-- ENTRIES SHOWN --

_ _ _

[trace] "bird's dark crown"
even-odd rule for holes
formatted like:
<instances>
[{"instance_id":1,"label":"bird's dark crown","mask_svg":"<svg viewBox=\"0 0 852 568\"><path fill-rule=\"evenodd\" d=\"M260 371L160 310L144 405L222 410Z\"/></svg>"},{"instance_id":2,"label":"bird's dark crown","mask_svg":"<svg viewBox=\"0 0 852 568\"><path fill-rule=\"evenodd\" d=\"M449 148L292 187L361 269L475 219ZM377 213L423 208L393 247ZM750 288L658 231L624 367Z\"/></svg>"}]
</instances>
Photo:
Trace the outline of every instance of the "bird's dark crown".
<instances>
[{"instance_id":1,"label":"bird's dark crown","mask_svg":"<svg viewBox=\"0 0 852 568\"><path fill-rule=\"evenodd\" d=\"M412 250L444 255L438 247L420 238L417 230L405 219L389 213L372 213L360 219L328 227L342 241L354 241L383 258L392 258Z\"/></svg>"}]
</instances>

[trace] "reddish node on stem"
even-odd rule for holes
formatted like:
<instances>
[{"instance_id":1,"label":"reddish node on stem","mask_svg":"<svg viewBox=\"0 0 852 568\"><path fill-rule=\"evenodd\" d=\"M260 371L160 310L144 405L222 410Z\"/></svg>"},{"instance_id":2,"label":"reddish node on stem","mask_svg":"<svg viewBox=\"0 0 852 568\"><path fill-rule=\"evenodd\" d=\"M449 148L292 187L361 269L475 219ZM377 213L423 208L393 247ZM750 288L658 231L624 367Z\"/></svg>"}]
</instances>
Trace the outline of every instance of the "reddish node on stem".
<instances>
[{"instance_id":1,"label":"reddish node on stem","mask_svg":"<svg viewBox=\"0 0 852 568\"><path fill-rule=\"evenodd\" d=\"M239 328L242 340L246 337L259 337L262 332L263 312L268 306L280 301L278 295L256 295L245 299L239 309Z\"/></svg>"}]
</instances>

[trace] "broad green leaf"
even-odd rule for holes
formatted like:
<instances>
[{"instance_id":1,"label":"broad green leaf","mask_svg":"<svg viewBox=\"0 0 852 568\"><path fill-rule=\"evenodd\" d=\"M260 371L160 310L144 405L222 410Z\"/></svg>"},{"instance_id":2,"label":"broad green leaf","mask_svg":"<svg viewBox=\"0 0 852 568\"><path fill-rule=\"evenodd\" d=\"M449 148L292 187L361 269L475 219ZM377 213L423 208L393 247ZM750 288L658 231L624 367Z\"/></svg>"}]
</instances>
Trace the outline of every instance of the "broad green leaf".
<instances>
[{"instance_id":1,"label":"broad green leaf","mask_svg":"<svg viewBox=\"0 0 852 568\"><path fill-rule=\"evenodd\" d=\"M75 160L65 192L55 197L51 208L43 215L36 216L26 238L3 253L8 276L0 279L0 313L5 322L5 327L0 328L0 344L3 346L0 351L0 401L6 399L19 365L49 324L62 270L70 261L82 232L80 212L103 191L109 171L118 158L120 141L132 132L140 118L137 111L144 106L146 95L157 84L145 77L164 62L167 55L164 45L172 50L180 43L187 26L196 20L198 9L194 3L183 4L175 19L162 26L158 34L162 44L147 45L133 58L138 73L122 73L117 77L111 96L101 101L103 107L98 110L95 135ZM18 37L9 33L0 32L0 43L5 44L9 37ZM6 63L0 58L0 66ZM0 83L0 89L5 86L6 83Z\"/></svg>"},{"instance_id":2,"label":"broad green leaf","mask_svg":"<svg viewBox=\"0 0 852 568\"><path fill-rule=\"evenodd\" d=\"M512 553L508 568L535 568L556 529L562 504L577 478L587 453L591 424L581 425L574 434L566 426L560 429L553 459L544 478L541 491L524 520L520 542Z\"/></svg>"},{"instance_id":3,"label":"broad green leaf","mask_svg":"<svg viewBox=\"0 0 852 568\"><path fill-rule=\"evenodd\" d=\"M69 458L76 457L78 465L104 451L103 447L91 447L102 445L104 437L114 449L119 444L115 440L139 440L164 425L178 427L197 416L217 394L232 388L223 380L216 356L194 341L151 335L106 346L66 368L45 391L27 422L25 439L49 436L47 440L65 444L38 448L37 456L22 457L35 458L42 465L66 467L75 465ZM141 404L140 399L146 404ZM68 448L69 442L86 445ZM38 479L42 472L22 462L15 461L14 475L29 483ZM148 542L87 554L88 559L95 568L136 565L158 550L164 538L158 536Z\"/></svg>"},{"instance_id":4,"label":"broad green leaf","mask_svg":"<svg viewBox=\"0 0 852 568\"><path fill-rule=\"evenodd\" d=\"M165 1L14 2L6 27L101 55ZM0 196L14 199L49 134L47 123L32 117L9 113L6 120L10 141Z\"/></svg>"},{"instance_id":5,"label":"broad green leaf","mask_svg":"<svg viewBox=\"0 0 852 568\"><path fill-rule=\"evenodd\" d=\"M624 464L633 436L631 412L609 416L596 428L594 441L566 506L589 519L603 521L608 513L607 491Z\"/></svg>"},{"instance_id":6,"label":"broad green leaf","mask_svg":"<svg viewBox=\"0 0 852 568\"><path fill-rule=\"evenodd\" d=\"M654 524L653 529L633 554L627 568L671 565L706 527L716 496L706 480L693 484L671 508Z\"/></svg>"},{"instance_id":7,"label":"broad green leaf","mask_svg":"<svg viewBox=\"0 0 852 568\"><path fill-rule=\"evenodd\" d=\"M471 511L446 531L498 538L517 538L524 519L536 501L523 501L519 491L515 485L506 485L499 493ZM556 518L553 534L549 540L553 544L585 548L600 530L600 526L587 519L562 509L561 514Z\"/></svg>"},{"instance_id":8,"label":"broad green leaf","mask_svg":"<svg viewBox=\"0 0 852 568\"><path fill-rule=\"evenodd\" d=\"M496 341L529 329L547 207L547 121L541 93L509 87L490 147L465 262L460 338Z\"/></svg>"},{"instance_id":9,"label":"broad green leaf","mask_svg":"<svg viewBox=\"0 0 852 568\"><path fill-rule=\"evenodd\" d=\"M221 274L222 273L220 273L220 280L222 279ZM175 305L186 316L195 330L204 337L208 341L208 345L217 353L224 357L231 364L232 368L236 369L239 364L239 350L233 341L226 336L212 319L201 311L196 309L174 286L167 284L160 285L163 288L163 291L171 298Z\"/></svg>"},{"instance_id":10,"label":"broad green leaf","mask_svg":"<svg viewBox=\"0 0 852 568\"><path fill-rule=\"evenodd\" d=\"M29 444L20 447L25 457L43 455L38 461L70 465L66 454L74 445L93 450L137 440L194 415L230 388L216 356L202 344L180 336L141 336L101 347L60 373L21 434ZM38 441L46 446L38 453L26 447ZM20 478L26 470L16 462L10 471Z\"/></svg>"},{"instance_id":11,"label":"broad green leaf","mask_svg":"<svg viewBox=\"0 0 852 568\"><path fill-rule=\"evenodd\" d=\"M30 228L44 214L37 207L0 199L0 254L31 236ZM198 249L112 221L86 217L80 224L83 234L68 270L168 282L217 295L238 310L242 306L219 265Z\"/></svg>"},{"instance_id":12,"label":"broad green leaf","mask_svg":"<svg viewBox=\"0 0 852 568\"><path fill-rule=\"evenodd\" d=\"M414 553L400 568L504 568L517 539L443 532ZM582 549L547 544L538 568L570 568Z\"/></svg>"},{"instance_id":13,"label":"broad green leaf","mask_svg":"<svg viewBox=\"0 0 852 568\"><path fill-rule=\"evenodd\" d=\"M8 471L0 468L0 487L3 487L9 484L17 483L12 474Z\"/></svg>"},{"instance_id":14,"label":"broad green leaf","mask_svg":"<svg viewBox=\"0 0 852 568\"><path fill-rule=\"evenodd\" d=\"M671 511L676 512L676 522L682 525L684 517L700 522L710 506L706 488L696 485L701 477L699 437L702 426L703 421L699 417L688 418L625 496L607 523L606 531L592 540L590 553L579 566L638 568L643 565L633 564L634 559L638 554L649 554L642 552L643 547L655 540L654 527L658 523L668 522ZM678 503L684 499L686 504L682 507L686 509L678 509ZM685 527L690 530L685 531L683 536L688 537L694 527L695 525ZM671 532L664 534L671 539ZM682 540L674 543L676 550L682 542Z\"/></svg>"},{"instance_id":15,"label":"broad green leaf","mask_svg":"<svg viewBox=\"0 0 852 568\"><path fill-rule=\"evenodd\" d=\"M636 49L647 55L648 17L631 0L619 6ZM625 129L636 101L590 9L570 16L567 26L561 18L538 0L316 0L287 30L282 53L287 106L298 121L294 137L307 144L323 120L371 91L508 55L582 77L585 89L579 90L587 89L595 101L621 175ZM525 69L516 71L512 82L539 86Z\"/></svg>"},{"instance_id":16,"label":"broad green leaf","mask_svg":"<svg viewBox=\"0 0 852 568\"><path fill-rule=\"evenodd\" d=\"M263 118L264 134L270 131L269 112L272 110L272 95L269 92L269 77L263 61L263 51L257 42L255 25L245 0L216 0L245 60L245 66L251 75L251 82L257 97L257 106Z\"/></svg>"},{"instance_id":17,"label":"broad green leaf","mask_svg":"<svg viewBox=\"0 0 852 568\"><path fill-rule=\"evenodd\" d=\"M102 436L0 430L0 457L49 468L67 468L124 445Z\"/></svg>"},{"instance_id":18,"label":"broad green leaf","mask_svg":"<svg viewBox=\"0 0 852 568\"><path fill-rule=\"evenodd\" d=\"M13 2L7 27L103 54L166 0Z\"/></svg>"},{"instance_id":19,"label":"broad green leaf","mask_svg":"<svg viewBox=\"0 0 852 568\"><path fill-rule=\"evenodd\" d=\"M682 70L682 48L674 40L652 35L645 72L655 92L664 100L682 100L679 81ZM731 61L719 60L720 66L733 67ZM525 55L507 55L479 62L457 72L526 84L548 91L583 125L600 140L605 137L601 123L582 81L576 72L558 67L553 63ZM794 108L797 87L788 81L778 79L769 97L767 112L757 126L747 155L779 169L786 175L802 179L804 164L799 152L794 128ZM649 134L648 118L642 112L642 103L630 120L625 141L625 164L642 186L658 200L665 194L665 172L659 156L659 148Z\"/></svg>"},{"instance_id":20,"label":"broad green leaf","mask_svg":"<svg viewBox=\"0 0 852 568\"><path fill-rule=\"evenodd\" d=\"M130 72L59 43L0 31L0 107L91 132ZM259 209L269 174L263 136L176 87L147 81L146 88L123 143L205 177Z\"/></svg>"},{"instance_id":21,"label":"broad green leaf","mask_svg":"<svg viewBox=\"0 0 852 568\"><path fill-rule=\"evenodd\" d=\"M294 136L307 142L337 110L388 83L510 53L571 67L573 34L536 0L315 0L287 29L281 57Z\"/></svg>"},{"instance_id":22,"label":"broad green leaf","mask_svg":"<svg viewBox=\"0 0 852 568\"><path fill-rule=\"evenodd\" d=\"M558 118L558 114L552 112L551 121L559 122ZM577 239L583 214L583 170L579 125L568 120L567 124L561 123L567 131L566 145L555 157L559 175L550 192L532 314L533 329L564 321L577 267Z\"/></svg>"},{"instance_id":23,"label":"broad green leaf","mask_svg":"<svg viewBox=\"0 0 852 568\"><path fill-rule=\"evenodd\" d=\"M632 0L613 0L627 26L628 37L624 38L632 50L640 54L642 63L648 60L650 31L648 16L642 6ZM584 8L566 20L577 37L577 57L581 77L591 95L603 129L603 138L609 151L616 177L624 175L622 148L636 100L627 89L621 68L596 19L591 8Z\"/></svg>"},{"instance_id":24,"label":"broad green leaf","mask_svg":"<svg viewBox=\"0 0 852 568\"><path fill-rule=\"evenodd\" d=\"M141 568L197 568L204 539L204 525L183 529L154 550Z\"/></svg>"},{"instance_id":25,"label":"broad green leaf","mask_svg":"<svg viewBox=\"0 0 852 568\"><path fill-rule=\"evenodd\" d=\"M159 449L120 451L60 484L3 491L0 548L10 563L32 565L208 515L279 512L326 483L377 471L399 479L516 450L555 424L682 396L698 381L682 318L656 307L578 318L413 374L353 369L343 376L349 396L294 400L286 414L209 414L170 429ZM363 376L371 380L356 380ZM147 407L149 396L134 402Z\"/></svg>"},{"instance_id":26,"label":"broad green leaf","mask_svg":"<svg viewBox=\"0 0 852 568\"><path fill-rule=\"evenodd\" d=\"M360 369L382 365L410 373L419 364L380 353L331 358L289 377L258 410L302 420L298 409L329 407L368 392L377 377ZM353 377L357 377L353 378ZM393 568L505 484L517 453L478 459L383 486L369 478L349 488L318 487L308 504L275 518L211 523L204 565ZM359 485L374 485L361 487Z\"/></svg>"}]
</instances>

_ _ _

-- WHAT YOU HAVE TO DO --
Pull out every line of the material above that contains the string "crown", treating uppercase and lowercase as different.

-- OUTPUT FOR THIS EXERCISE --
[trace] "bird's dark crown"
[{"instance_id":1,"label":"bird's dark crown","mask_svg":"<svg viewBox=\"0 0 852 568\"><path fill-rule=\"evenodd\" d=\"M260 371L160 310L144 405L222 410Z\"/></svg>"},{"instance_id":2,"label":"bird's dark crown","mask_svg":"<svg viewBox=\"0 0 852 568\"><path fill-rule=\"evenodd\" d=\"M449 148L292 187L361 269L475 219ZM377 213L423 208L393 247ZM750 288L658 231L624 367Z\"/></svg>"}]
Trace the outline of every instance of the "bird's dark crown".
[{"instance_id":1,"label":"bird's dark crown","mask_svg":"<svg viewBox=\"0 0 852 568\"><path fill-rule=\"evenodd\" d=\"M412 250L444 255L438 247L420 238L417 230L405 219L389 213L372 213L360 219L328 227L342 241L354 241L383 258L392 258Z\"/></svg>"}]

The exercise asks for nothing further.